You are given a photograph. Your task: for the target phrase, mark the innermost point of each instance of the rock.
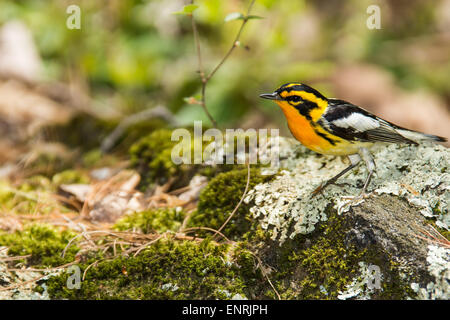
(409, 192)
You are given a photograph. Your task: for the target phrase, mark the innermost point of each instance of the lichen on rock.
(417, 174)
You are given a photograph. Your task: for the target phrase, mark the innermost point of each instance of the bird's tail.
(419, 136)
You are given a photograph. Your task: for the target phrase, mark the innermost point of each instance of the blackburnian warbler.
(336, 127)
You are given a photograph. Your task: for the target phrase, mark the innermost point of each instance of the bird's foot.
(350, 201)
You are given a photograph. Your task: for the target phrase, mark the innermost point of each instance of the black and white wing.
(353, 123)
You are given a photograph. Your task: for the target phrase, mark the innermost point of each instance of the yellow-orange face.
(299, 97)
(302, 107)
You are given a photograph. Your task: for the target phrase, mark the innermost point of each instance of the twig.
(208, 229)
(205, 78)
(15, 258)
(261, 266)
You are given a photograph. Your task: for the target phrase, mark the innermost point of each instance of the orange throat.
(303, 130)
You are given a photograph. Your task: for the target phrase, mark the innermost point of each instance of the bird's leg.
(354, 160)
(370, 164)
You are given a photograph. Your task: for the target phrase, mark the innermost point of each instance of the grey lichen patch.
(438, 260)
(285, 206)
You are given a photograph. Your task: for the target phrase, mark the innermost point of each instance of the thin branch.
(205, 79)
(235, 42)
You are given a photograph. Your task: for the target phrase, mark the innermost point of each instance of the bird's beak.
(270, 96)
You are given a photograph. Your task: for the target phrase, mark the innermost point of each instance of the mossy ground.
(166, 270)
(154, 220)
(43, 242)
(219, 199)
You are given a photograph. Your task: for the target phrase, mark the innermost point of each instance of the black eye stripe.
(294, 98)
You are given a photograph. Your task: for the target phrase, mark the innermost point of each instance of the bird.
(336, 127)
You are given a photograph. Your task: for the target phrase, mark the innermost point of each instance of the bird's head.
(299, 96)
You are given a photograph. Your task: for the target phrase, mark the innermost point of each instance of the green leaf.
(254, 17)
(234, 16)
(187, 10)
(192, 100)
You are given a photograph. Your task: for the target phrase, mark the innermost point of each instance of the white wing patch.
(358, 122)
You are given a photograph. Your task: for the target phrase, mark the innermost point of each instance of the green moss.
(220, 197)
(70, 177)
(43, 242)
(151, 155)
(319, 265)
(159, 220)
(166, 270)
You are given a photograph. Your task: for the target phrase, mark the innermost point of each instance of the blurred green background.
(132, 55)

====

> _Work to complete_: The copy must reproduce every entry exactly while excluding all pictures.

> _Completed exercise_:
You are given a photograph. Your task: for the target phrase, mark the innermost point of each instance of the rock.
(409, 192)
You are given a photograph. Your task: for the target phrase, mark the innermost point of each instance of the lichen on rock.
(417, 174)
You are given a photograph. Your task: for the target phrase, mark the innermost point of each instance of the bird's tail.
(419, 136)
You are given a photograph. Your task: for the target phrase, mark the innermost point of each instance of the blackburnian warbler.
(336, 127)
You are given a photograph. Your task: for the target phrase, mark the innermost point of each instance of the bird's foot.
(350, 201)
You are given a photograph. Your task: for the target phrase, mark the innermost point of each instance of the black and white wing.
(353, 123)
You are given a photograph. Your task: for the target phrase, mark the innermost point of each instance of the yellow-orange face.
(299, 97)
(302, 107)
You are given a photograph. Your task: for the target phrase, mark the innermost point of each instance of the twig.
(208, 229)
(205, 78)
(15, 258)
(261, 266)
You are given a photograph. Your task: for the target phrase, mark the innermost point of each instance of the orange throat.
(303, 130)
You are given a photograph. Your task: for the target phrase, mark the innermost point of each instance of the bird's leg.
(354, 160)
(370, 164)
You are given a photograph. Your task: for the target phrase, mark the innermost point of each instance of the grey lichen patch.
(438, 260)
(285, 206)
You are given a photograph. Your task: for the target phrase, mark the innermost point of each instance of the thin branch.
(205, 79)
(235, 42)
You are given a photograph. Your task: for the target phrase, mark the innermost point of each instance of the bird's beak.
(270, 96)
You are given a photograph. Your task: for the target phrase, mark the innermost point of each instance of the mossy ground.
(166, 270)
(154, 220)
(43, 242)
(219, 199)
You are given a photograph. Your task: for the target phrase, mark the innermost point of each instance of the black eye stripe.
(294, 98)
You are given a photograph. Your task: for the target phrase, mark the innermost point of each instance of the bird.
(336, 127)
You are given a photograph. Your task: for the target phrase, mark the innermost point of each instance of the bird's head.
(299, 96)
You are given a photograph. Your task: for the target phrase, mark the innermost point of each instance of the green leaf.
(254, 17)
(234, 16)
(187, 10)
(192, 100)
You are given a photograph. Your task: for the target phrase, mark the innermost point of each instance of the white wing patch.
(358, 122)
You are given a photograph. Your task: for the target phrase, mark the innermost point of each instance of the green moss.
(220, 197)
(70, 177)
(43, 242)
(151, 155)
(319, 265)
(159, 220)
(166, 270)
You are given a photograph. Your task: for the target phrase, mark the innermost point of each instance of the blurred green background.
(132, 55)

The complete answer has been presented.